Reproduce everything from the line containing "crust, one point per instance" down to the end of the items, swapping each occurrence of "flatbread" for "naan" and leaving all else unchanged.

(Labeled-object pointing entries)

# # # #

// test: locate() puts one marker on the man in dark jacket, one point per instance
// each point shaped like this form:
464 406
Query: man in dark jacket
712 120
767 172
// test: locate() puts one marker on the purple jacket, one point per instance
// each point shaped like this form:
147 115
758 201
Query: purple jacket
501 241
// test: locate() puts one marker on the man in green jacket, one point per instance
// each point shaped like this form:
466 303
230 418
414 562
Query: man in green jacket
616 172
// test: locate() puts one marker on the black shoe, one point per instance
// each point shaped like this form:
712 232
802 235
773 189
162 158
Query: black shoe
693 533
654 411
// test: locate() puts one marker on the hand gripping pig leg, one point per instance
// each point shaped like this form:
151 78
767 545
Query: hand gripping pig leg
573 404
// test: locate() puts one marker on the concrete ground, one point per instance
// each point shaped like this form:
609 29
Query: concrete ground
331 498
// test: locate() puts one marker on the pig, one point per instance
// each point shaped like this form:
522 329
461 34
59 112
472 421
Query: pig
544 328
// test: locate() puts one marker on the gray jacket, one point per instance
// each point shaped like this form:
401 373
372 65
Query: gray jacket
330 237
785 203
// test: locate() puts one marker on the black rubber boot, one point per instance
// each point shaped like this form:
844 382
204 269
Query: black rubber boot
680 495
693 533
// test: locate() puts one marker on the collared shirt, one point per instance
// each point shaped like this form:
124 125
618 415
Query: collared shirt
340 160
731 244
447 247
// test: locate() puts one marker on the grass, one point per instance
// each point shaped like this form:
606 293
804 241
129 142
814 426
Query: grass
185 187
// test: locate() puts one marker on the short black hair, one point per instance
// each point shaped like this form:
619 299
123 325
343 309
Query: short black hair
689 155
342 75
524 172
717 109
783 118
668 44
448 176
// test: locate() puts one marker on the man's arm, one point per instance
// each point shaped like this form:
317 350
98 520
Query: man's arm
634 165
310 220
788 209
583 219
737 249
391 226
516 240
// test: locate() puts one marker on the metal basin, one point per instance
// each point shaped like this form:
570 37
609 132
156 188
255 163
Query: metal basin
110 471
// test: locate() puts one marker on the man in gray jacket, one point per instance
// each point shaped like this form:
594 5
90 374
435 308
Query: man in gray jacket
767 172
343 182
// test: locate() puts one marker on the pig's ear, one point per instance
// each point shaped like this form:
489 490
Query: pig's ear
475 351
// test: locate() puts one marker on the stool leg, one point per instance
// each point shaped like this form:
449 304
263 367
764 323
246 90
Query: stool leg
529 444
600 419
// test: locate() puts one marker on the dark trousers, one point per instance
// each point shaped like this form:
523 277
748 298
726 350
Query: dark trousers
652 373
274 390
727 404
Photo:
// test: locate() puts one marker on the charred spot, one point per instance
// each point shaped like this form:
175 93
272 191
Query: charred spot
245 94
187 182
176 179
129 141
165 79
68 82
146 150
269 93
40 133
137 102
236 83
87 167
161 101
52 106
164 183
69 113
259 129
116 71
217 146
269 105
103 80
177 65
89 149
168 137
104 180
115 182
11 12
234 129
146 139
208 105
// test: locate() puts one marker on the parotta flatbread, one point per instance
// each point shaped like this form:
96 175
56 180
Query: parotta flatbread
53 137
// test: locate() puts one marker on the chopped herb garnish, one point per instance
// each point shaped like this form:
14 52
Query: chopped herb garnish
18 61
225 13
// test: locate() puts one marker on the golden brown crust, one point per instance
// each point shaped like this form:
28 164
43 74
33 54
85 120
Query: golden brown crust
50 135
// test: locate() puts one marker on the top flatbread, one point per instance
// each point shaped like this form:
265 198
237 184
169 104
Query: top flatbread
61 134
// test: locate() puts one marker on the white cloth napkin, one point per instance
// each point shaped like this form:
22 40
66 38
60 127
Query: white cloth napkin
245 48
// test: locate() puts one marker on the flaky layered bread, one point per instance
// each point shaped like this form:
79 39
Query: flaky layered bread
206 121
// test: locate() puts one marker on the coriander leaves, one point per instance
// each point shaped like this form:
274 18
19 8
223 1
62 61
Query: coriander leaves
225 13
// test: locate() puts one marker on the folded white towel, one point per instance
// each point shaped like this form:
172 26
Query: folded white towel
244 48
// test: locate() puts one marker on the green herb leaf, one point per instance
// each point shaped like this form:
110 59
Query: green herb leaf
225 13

# # # #

Result of the exercise —
// test: locate() puts one marker on the golden brown crust, one point per instance
// each point shaped like this form:
28 164
43 74
33 54
85 120
Query: golden brown crust
50 135
// test: locate() puts one marker on the top naan, one point per instance
// each point shaped like this form:
265 198
237 184
169 104
Query: top naan
61 134
// test: locate() puts one marker on the white cloth napkin, one point per instance
// each point shaped like this form:
22 40
66 38
60 127
Query: white cloth napkin
245 48
// test: locate() puts one marker on the flaky layered bread, one point per instance
// each point shaped like this form:
79 39
Query: flaky layered bread
206 121
// test: locate() puts one marker on the coriander leaves, one point per instance
// each point shaped like this form:
274 18
19 8
223 1
62 61
Query: coriander leaves
225 13
// test: locate() puts one marker on the folded white towel, one point per instance
// each point shaped like this form:
172 26
Query: folded white towel
244 48
// test: locate() puts one marker on the green herb leaf, one point per instance
// each point shaped like this form:
110 59
Query: green herb leaf
225 13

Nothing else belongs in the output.